= Aim of the task =
Reproduce the eBay shipping tips below word for word, in full.

[Excerpted passage — start]

For shipping, weigh with a good digital kitchen scale (don't buy a postage scale, they all suck). Weight limit is usually 10 lbs, but you won't be shipping heavier items much. Get this tape (don't use a tape gun for small packages; they're too unwieldy) and this handy little tape measure. Print labels out (Pirate Ship makes it easy) and stick them on with tape (see below).
If you don't already have an enormous collection of small and odd-shaped cardboard boxes (which are expensive and annoying to buy one-by-one), treat yourself to Amazon Prime for a while and order every damned thing you ever need to buy (toilet paper, tissues, toothpaste, eyedrops...everything!) that way and save the boxes. Just do it for the boxes. Also buy (e.g. from Staples) some 8x10 and 9x12 clasp envelopes and some 5x9 and #3 (8.5 x 14.5) poly bubble mailers. EBay seller TheBoxery has the best prices. Remember you can "shrink" large padded envelopes by folding them over on themselves and taping, and shrink clasp envelopes by cutting from the opening side and taping shut.
Buy all that stuff and set aside a dedicated space for eBay activity so you're not constantly reinventing the wheel ad hoc for each sale and shipment. Keep dedicated tape and tape measure and scale handy there even if you have similar items scattered elsewhere around your house. I also keep dedicated scissors, box cutter, and sharpie. Set up a folding table to serve as Sales Central. Dedicate a closet shelf to storing listed items awaiting sale/shipping. This is how you make eBay fun rather than hassle. Respect the hustle!
Always thoroughly scrape off or cover up or black-sharpie over old shipping labels. I've heard horror stories of a sticker code meaning "hazardous item", so your shipment gets pulled aside and you need to drive hundreds of miles to go pick it up because they won't restore it to shipping channels.

[Excerpted passage — finish]
[The data — start]

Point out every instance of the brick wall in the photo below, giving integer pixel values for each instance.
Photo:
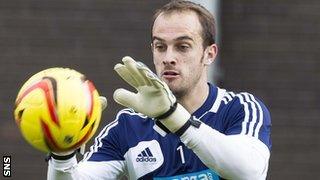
(267, 48)
(271, 48)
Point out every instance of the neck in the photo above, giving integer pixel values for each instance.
(194, 98)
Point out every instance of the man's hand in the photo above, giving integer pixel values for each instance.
(153, 97)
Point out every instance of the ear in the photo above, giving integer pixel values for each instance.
(151, 46)
(210, 54)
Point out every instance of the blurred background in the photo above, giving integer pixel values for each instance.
(268, 48)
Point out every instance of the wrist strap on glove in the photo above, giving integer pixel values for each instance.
(57, 157)
(191, 122)
(168, 113)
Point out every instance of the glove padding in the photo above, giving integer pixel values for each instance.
(153, 97)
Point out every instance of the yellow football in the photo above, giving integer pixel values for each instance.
(57, 110)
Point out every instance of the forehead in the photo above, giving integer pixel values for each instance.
(177, 24)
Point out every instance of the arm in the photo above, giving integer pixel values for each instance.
(238, 152)
(103, 161)
(232, 156)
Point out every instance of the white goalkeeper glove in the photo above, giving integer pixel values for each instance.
(81, 150)
(153, 97)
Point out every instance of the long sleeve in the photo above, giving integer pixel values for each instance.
(71, 170)
(232, 156)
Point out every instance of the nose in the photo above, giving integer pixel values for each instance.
(170, 57)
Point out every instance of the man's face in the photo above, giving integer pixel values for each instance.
(178, 53)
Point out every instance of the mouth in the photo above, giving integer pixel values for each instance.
(170, 74)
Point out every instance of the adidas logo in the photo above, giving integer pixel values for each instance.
(146, 156)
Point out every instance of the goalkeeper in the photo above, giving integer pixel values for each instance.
(177, 125)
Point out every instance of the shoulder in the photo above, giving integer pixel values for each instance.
(127, 118)
(243, 100)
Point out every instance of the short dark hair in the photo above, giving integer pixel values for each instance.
(206, 19)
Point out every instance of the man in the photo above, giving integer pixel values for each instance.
(178, 126)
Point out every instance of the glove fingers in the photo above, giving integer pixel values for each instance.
(145, 71)
(125, 98)
(132, 68)
(125, 75)
(104, 102)
(157, 83)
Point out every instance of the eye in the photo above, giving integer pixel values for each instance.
(183, 47)
(160, 47)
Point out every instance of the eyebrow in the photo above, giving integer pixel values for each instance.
(176, 39)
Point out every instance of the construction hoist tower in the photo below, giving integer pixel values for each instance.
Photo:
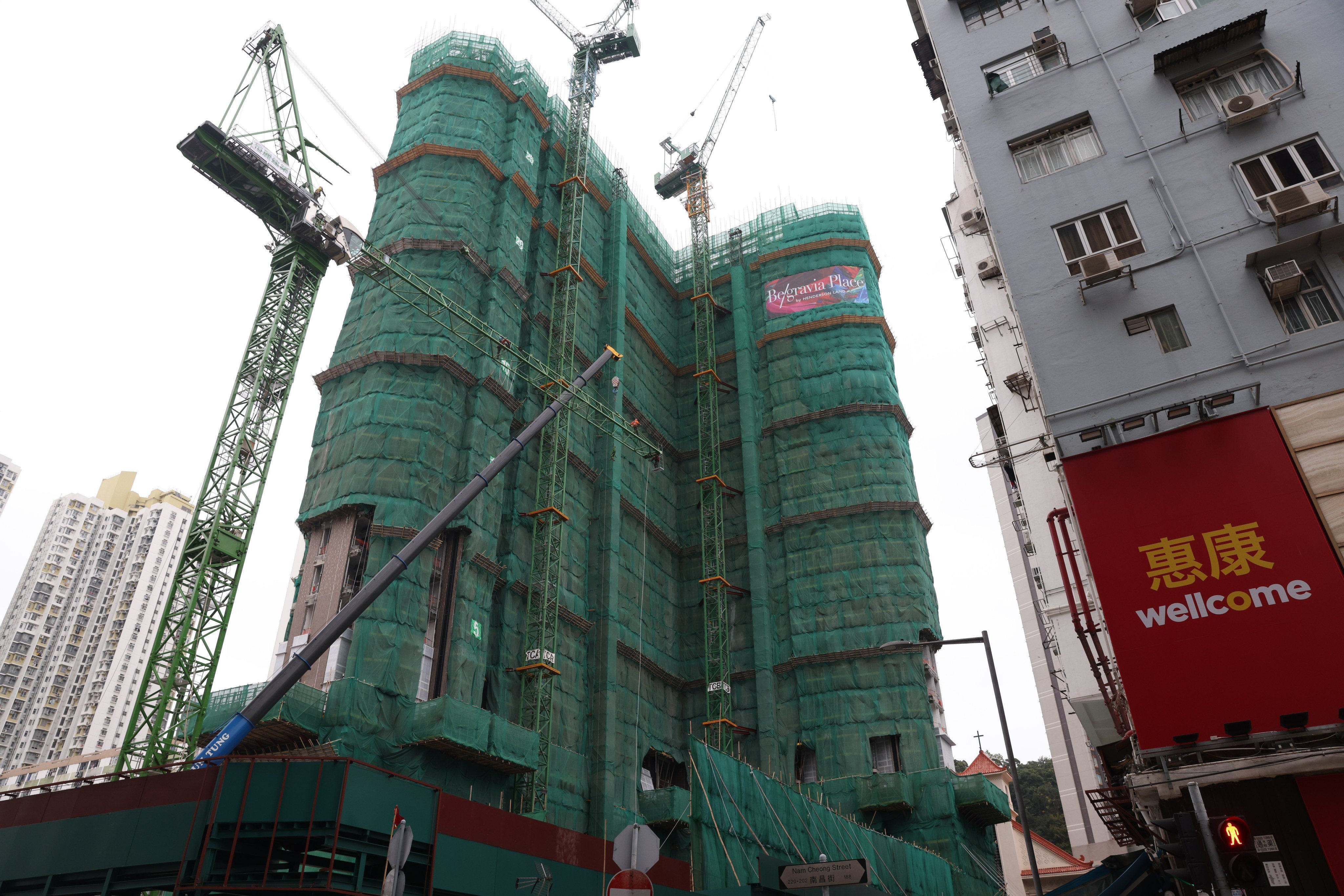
(539, 667)
(256, 169)
(687, 173)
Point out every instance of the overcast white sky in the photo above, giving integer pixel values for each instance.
(132, 281)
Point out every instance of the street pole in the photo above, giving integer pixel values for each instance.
(1215, 862)
(1013, 767)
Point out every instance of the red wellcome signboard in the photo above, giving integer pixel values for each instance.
(1221, 592)
(814, 289)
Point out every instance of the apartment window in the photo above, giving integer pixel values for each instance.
(1208, 93)
(1112, 229)
(1022, 66)
(806, 765)
(1288, 166)
(1056, 148)
(886, 754)
(1167, 10)
(1165, 323)
(977, 14)
(1311, 308)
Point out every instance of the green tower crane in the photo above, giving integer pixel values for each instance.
(256, 170)
(539, 667)
(687, 174)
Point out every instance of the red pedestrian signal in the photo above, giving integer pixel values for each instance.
(1234, 835)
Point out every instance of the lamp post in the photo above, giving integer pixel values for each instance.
(1003, 724)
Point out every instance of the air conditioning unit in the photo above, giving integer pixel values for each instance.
(974, 221)
(1043, 39)
(1244, 108)
(1299, 203)
(1100, 268)
(1284, 280)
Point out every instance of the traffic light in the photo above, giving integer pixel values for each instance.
(1188, 847)
(1233, 837)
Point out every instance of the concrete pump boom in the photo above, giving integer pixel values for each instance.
(233, 733)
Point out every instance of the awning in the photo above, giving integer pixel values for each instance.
(1323, 241)
(1215, 39)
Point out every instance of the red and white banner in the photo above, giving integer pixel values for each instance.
(1224, 597)
(631, 883)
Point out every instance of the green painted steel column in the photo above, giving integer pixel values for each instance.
(763, 614)
(609, 784)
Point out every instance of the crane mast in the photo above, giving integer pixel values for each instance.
(256, 170)
(541, 665)
(689, 174)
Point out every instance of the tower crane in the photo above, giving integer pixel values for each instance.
(256, 170)
(271, 174)
(687, 174)
(608, 42)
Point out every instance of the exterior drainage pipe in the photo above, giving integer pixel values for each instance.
(233, 733)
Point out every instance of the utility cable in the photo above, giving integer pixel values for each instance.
(396, 173)
(713, 821)
(779, 821)
(807, 828)
(639, 691)
(701, 103)
(724, 789)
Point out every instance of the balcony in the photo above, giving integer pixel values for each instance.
(980, 803)
(664, 808)
(889, 792)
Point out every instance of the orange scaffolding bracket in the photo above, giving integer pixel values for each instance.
(556, 511)
(722, 484)
(582, 183)
(569, 268)
(710, 371)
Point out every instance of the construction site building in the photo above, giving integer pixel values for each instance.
(839, 741)
(826, 535)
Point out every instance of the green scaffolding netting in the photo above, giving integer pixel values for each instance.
(826, 540)
(738, 813)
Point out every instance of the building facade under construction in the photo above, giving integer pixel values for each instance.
(838, 738)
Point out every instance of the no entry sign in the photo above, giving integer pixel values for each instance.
(631, 883)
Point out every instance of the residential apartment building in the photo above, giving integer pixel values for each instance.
(81, 622)
(1145, 222)
(9, 476)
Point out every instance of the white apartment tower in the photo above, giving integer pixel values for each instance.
(1026, 483)
(81, 622)
(9, 475)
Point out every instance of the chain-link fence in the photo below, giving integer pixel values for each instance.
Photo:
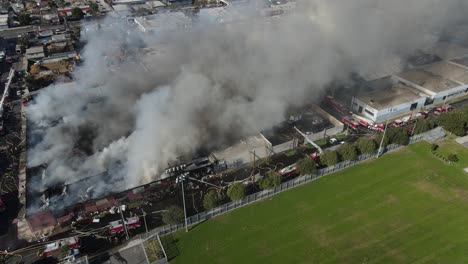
(436, 133)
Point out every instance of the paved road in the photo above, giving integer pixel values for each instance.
(14, 32)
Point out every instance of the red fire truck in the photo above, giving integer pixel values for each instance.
(288, 171)
(337, 106)
(50, 249)
(442, 109)
(117, 226)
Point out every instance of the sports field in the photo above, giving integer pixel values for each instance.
(407, 206)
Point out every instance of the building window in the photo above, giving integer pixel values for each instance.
(369, 112)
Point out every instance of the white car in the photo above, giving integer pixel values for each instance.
(334, 141)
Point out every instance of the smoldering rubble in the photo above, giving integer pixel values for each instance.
(140, 100)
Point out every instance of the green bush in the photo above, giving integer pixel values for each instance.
(452, 158)
(236, 191)
(347, 152)
(366, 145)
(329, 158)
(211, 200)
(271, 179)
(306, 166)
(173, 215)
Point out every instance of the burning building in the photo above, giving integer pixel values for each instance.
(412, 90)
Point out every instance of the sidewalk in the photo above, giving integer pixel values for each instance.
(22, 225)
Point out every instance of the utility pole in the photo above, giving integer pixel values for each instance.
(123, 221)
(181, 179)
(381, 141)
(144, 219)
(414, 127)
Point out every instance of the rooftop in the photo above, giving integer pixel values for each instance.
(449, 71)
(429, 80)
(385, 92)
(461, 61)
(306, 120)
(163, 21)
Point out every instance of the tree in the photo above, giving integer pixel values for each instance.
(306, 166)
(423, 126)
(236, 191)
(52, 4)
(211, 200)
(24, 18)
(63, 251)
(347, 152)
(77, 13)
(94, 7)
(329, 158)
(456, 122)
(397, 136)
(452, 158)
(173, 215)
(385, 141)
(271, 179)
(366, 145)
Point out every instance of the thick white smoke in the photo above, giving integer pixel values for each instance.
(144, 99)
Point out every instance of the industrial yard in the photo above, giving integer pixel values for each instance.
(122, 120)
(397, 220)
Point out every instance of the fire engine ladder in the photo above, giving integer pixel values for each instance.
(309, 140)
(5, 92)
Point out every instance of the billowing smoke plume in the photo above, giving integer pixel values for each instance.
(142, 99)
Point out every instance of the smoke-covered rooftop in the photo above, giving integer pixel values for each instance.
(133, 111)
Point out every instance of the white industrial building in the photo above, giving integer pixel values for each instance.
(409, 91)
(3, 22)
(441, 80)
(387, 97)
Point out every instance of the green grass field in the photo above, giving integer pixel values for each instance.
(407, 206)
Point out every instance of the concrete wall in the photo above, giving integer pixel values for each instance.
(450, 94)
(285, 146)
(388, 113)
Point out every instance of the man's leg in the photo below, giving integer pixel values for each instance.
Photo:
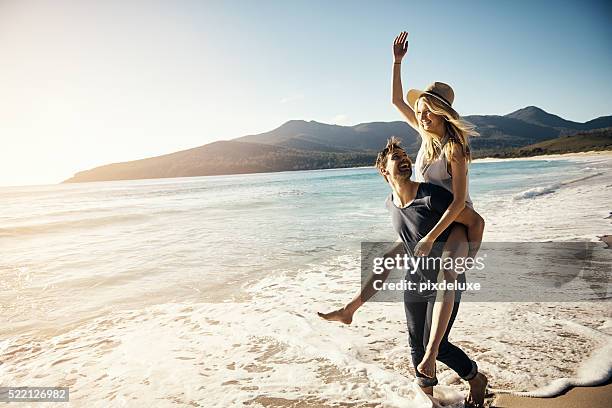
(345, 314)
(416, 320)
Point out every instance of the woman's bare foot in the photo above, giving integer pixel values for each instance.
(427, 390)
(478, 389)
(341, 315)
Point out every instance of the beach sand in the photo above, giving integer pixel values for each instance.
(579, 397)
(574, 156)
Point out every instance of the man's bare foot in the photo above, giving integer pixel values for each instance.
(478, 389)
(427, 366)
(341, 315)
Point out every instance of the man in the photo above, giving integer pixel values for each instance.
(416, 208)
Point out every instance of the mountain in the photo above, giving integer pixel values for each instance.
(223, 157)
(316, 136)
(302, 145)
(588, 140)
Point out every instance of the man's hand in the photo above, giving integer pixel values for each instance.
(400, 46)
(423, 247)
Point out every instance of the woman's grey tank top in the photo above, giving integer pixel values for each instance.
(436, 172)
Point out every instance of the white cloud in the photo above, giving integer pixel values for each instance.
(340, 119)
(292, 98)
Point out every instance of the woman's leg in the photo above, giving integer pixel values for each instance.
(451, 355)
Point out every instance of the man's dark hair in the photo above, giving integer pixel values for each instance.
(392, 144)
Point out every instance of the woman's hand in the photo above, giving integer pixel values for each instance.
(400, 46)
(423, 247)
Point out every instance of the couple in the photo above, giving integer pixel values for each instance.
(434, 208)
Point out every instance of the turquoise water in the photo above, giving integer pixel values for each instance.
(128, 243)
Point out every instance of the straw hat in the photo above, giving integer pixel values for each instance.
(438, 90)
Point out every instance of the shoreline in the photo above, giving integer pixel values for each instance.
(556, 156)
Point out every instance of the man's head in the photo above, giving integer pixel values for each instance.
(393, 163)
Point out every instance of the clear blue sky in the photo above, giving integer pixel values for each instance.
(85, 83)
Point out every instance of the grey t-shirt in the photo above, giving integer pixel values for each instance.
(415, 221)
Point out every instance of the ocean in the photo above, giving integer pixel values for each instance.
(202, 291)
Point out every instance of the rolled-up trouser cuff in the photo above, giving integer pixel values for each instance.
(426, 381)
(472, 372)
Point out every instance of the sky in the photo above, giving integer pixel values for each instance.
(86, 83)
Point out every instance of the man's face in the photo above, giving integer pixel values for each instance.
(398, 165)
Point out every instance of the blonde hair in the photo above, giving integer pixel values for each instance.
(381, 159)
(458, 129)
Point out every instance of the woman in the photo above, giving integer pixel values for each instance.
(442, 160)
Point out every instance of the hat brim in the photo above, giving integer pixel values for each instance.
(413, 95)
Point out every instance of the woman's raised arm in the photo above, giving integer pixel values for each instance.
(400, 48)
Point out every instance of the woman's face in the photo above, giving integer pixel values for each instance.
(428, 120)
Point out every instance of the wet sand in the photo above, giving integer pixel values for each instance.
(578, 397)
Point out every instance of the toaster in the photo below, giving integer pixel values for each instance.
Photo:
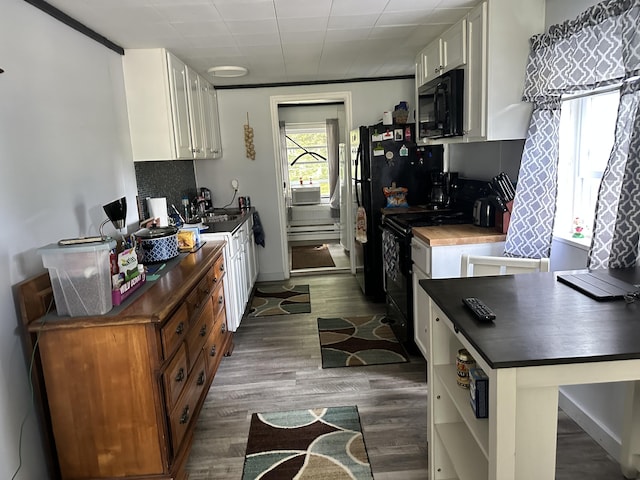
(484, 212)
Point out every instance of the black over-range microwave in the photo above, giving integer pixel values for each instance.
(440, 106)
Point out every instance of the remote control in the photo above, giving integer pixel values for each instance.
(479, 309)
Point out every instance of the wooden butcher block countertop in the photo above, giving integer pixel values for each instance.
(457, 235)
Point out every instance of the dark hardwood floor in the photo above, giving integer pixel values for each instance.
(276, 366)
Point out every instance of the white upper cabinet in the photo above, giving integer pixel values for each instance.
(179, 110)
(169, 108)
(430, 61)
(196, 113)
(499, 33)
(445, 53)
(212, 142)
(491, 44)
(454, 46)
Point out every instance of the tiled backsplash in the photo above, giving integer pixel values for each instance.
(171, 179)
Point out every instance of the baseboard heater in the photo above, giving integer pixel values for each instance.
(313, 232)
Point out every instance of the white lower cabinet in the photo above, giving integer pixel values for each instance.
(438, 262)
(242, 269)
(458, 441)
(172, 110)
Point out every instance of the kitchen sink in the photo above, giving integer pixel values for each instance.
(225, 211)
(220, 217)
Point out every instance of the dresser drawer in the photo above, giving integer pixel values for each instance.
(199, 332)
(175, 330)
(185, 409)
(175, 376)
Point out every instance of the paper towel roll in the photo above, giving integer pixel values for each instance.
(158, 209)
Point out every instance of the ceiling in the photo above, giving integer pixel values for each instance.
(278, 41)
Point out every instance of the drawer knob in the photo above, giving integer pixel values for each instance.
(180, 328)
(184, 418)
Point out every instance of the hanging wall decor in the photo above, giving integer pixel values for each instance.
(248, 140)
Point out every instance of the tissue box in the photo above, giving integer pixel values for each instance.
(479, 392)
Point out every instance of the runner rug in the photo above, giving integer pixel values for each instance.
(311, 256)
(318, 444)
(280, 300)
(355, 341)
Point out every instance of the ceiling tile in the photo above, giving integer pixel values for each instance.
(298, 9)
(314, 39)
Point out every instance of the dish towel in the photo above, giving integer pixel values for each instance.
(258, 232)
(361, 225)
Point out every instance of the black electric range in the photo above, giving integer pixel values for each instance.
(398, 265)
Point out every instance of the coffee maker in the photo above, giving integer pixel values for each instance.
(205, 194)
(444, 189)
(451, 187)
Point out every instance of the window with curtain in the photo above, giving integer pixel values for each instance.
(599, 48)
(587, 128)
(303, 167)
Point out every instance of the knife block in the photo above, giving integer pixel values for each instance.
(503, 218)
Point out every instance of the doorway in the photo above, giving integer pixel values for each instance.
(315, 223)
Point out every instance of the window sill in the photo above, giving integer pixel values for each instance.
(581, 243)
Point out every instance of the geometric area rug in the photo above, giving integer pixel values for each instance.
(280, 300)
(355, 341)
(316, 444)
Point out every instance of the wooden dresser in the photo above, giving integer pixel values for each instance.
(120, 393)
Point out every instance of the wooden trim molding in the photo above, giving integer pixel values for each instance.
(76, 25)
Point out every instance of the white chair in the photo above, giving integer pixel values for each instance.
(479, 265)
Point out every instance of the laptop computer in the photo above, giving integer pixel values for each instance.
(598, 285)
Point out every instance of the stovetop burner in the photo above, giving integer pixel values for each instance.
(406, 222)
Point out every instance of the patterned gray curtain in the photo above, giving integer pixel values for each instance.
(333, 141)
(534, 206)
(617, 222)
(600, 47)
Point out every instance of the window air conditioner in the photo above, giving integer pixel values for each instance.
(307, 195)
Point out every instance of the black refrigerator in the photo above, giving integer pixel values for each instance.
(380, 156)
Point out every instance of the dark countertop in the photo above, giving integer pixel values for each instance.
(230, 226)
(540, 321)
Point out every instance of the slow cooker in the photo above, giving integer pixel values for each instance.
(157, 244)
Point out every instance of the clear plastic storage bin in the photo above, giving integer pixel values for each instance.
(80, 277)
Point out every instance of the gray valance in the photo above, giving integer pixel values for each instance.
(600, 47)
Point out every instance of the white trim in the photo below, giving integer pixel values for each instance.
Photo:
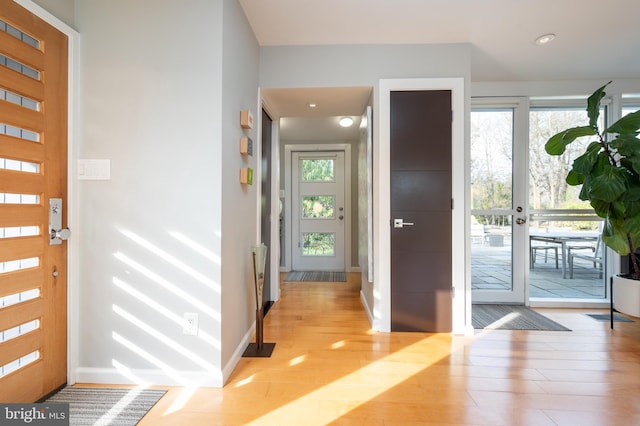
(382, 202)
(73, 208)
(148, 377)
(520, 177)
(288, 150)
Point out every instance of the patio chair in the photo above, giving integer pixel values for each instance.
(545, 248)
(594, 256)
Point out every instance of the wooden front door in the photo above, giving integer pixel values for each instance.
(33, 159)
(421, 216)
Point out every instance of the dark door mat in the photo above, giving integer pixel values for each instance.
(512, 317)
(607, 317)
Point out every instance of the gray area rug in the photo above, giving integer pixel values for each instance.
(323, 276)
(508, 317)
(106, 406)
(607, 317)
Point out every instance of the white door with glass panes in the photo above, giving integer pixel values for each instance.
(498, 230)
(318, 211)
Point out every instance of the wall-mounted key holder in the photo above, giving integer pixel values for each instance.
(246, 146)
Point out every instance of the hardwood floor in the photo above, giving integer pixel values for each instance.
(329, 368)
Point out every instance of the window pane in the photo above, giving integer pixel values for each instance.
(317, 170)
(318, 206)
(491, 253)
(547, 173)
(318, 244)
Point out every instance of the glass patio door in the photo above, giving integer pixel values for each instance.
(498, 233)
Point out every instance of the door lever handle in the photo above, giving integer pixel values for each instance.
(400, 223)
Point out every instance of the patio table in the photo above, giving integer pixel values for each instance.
(562, 238)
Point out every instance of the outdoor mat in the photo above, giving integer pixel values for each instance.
(508, 317)
(106, 406)
(607, 317)
(324, 276)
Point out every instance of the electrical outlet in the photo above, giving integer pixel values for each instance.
(190, 325)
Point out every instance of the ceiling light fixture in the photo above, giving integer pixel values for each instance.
(545, 39)
(346, 121)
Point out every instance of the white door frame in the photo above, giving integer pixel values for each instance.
(382, 201)
(73, 209)
(520, 177)
(288, 150)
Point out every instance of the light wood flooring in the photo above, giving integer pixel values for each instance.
(329, 368)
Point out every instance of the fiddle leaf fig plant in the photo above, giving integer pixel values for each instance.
(609, 172)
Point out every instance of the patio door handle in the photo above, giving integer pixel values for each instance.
(400, 223)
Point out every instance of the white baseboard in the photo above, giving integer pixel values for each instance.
(237, 354)
(367, 309)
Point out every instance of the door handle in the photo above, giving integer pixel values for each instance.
(400, 223)
(56, 232)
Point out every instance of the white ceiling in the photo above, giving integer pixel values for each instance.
(595, 39)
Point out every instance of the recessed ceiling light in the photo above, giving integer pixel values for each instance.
(545, 39)
(346, 121)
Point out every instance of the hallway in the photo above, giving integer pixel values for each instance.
(329, 368)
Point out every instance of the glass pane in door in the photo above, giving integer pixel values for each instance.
(491, 199)
(567, 257)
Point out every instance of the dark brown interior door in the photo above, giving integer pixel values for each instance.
(421, 192)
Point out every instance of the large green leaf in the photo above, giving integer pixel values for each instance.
(557, 144)
(627, 125)
(602, 208)
(615, 237)
(632, 225)
(628, 147)
(593, 105)
(608, 185)
(584, 164)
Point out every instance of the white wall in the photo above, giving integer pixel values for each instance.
(338, 66)
(61, 9)
(240, 209)
(152, 238)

[The data — finish]

= The answer =
For shipping, weigh with a good digital kitchen scale (don't buy a postage scale, they all suck). Weight limit is usually 10 lbs, but you won't be shipping heavier items much. Get this tape (don't use a tape gun for small packages; they're too unwieldy) and this handy little tape measure. Print labels out (Pirate Ship makes it easy) and stick them on with tape (see below).
If you don't already have an enormous collection of small and odd-shaped cardboard boxes (which are expensive and annoying to buy one-by-one), treat yourself to Amazon Prime for a while and order every damned thing you ever need to buy (toilet paper, tissues, toothpaste, eyedrops...everything!) that way and save the boxes. Just do it for the boxes. Also buy (e.g. from Staples) some 8x10 and 9x12 clasp envelopes and some 5x9 and #3 (8.5 x 14.5) poly bubble mailers. EBay seller TheBoxery has the best prices. Remember you can "shrink" large padded envelopes by folding them over on themselves and taping, and shrink clasp envelopes by cutting from the opening side and taping shut.
Buy all that stuff and set aside a dedicated space for eBay activity so you're not constantly reinventing the wheel ad hoc for each sale and shipment. Keep dedicated tape and tape measure and scale handy there even if you have similar items scattered elsewhere around your house. I also keep dedicated scissors, box cutter, and sharpie. Set up a folding table to serve as Sales Central. Dedicate a closet shelf to storing listed items awaiting sale/shipping. This is how you make eBay fun rather than hassle. Respect the hustle!
Always thoroughly scrape off or cover up or black-sharpie over old shipping labels. I've heard horror stories of a sticker code meaning "hazardous item", so your shipment gets pulled aside and you need to drive hundreds of miles to go pick it up because they won't restore it to shipping channels.